Tasks and exercises |
A - In the article on Republican maternal health policy, condense the paragraph beginning "And some Republicans are trying to separate maternal health from abortion" into a short bulleted list that keeps its main facts.
B - According to the article on Republican maternal health policy, how far did the Mississippi and Wyoming legislation extend postpartum benefits?

Provided passage |
_ _ _ _ _ _ _

In two conservative states that have not passed Medicaid expansion, abortion helped Republicans who remain highly skeptical of anything that even vaguely resembles such a policy to pass legislation this year extending postpartum benefits from 60 days to a year after birth.
In Mississippi, Reeves, who is up for reelection this year, announced his support for the policy in February after refusing to endorse it for months, calling it a part of the “new pro-life agenda” and saying that Republicans may have to do things that make them “philosophically uncomfortable” in the post-Roe era.
In Wyoming, legislation extending postpartum benefits passed by slim margins in the House and Senate — and legislative leaders in both houses attempted to kill the bill at multiple points during the session. Both GOP lawmakers supportive of the bill and the governor’s office pitched the proposal during hearings and debate on the bill as “pro-life.”
Exceptions to the rule
Not all of these proposals have reached a critical mass of Republican support. The two comprehensive sex ed bills introduced this year in Indiana and South Carolina — two states that have an abstinence-focused sex ed curriculum — have not received hearings.
But South Carolina Republican state Sen. Tom Davis said he is not giving up. He plans to bring his sex ed legislation forward as an amendment to another education-related bill.
“If we want to reduce unwanted pregnancies and, by that, reduce the number of abortions, we need to do a better job of providing factually correct scientific information that’s age appropriate,” he said.
And some Republicans are trying to separate maternal health from abortion. In Florida, for instance, the Department of Health requested more than $12.6 million in its budget this year for the Closing the Gap program, which became the centerpiece of a plan to expand telehealth postpartum services to people of color. The proposal received unanimous support from state lawmakers in 2021, and the department is now asking for a boost to its current $5.4 million budget to expand the pilot program.
But Joseph Ladapo, who oversees the state Department of Health, has emphasized that the increased postpartum funding predates the efforts pushed by Florida Republicans to tighten abortion controls. State lawmakers approved a ban on abortions after 15 weeks of pregnancy last year, and they are now poised to pass a six-week ban by the end of this year’s legislative session in May.
“For the last two decades, they’ve been taking it more seriously and the Department of Health has been involved in that area for years,” Ladapo said.
Maternal health advocates said they struggle with the fact that these advances come hand-in-hand with anti-abortion laws, which they believe threaten to worsen existing maternal health disparities.
“We’re glad that more states are starting to pay attention, but in light of the maternal health crisis, the point really is that Rome is burning, and states are not centering the full range of reproductive health needs,” said Ben Anderson, director of maternal and child health initiatives at Families USA, a consumer advocacy group.
But advocates also welcome the growing bipartisanship on these issues.
“What I do see as a pattern is reasonable conversations about some of these safety-net programs that should have long been part of the overarching public health dossier of programs, Medicaid expansion being one of them,” said Terrance Moore, CEO of the Association of Maternal and Child Health Programs. “I don’t want to go on a limb and say folks are all going in the right direction, but there’s been real education, deep education.”
Arek Sarkissian contributed to this report.

_ _ _ _ _ _ _

Material provided |
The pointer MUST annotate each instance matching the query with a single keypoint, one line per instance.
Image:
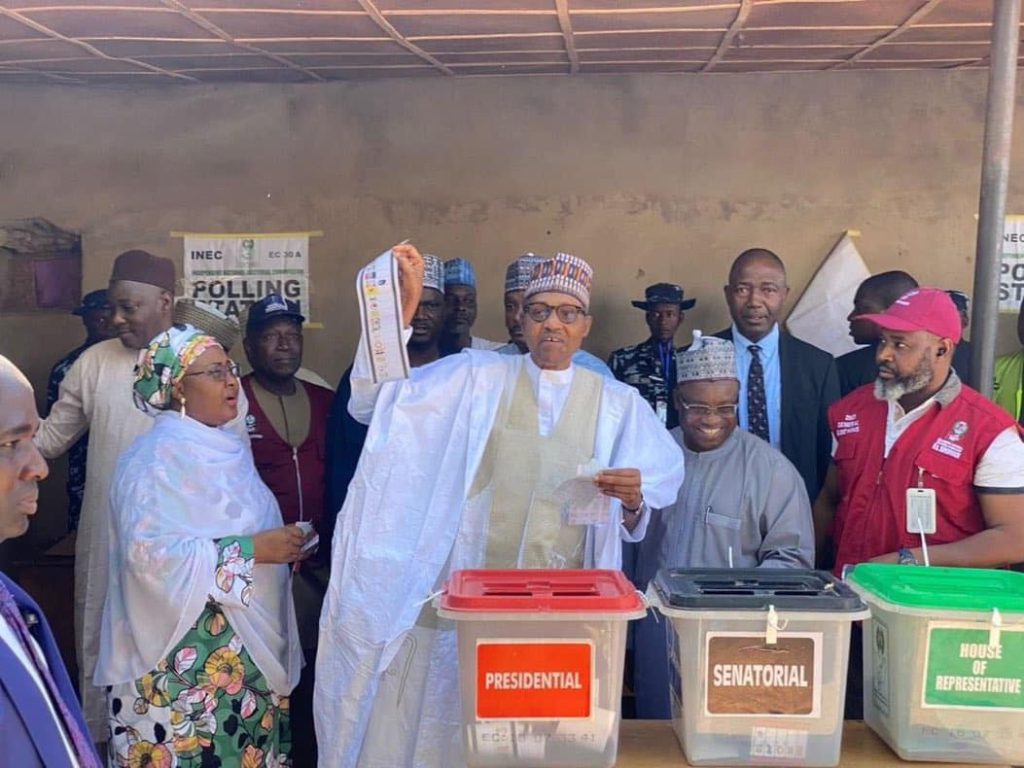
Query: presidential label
(527, 680)
(380, 315)
(964, 670)
(745, 676)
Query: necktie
(757, 402)
(80, 742)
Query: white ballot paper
(582, 502)
(380, 315)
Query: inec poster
(1012, 268)
(232, 271)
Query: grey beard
(895, 389)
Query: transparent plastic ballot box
(944, 662)
(541, 656)
(757, 663)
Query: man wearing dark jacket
(785, 385)
(287, 426)
(650, 366)
(41, 723)
(873, 295)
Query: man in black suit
(785, 384)
(873, 296)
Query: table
(652, 743)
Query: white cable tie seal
(771, 631)
(995, 629)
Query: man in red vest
(287, 425)
(920, 435)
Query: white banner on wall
(232, 271)
(1012, 268)
(819, 316)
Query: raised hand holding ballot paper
(461, 468)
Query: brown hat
(142, 266)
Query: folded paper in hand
(582, 502)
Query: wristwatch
(638, 510)
(905, 557)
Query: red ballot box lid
(584, 591)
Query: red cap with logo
(921, 309)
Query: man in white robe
(96, 396)
(459, 471)
(743, 505)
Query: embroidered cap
(922, 309)
(459, 272)
(270, 307)
(433, 272)
(708, 357)
(563, 273)
(517, 273)
(91, 302)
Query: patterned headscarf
(164, 363)
(706, 359)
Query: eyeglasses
(698, 411)
(218, 372)
(567, 313)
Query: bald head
(755, 256)
(876, 295)
(11, 376)
(885, 288)
(22, 466)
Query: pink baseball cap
(921, 309)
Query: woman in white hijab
(199, 645)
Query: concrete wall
(650, 178)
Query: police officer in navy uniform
(650, 366)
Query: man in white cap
(742, 504)
(460, 470)
(516, 279)
(96, 395)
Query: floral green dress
(206, 705)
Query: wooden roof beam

_ _ _ _ _ _ _

Exercise responses |
A -
- Some Republicans are trying to separate maternal health from abortion.
- Florida's Department of Health requested more than $12.6 million this year for the Closing the Gap program.
- That program became the centerpiece of a plan to expand telehealth postpartum services to people of color.
- State lawmakers unanimously supported the proposal in 2021.
- The department wants to increase the current $5.4 million budget to expand the pilot program.

B - It extended them from 60 days to a year after birth.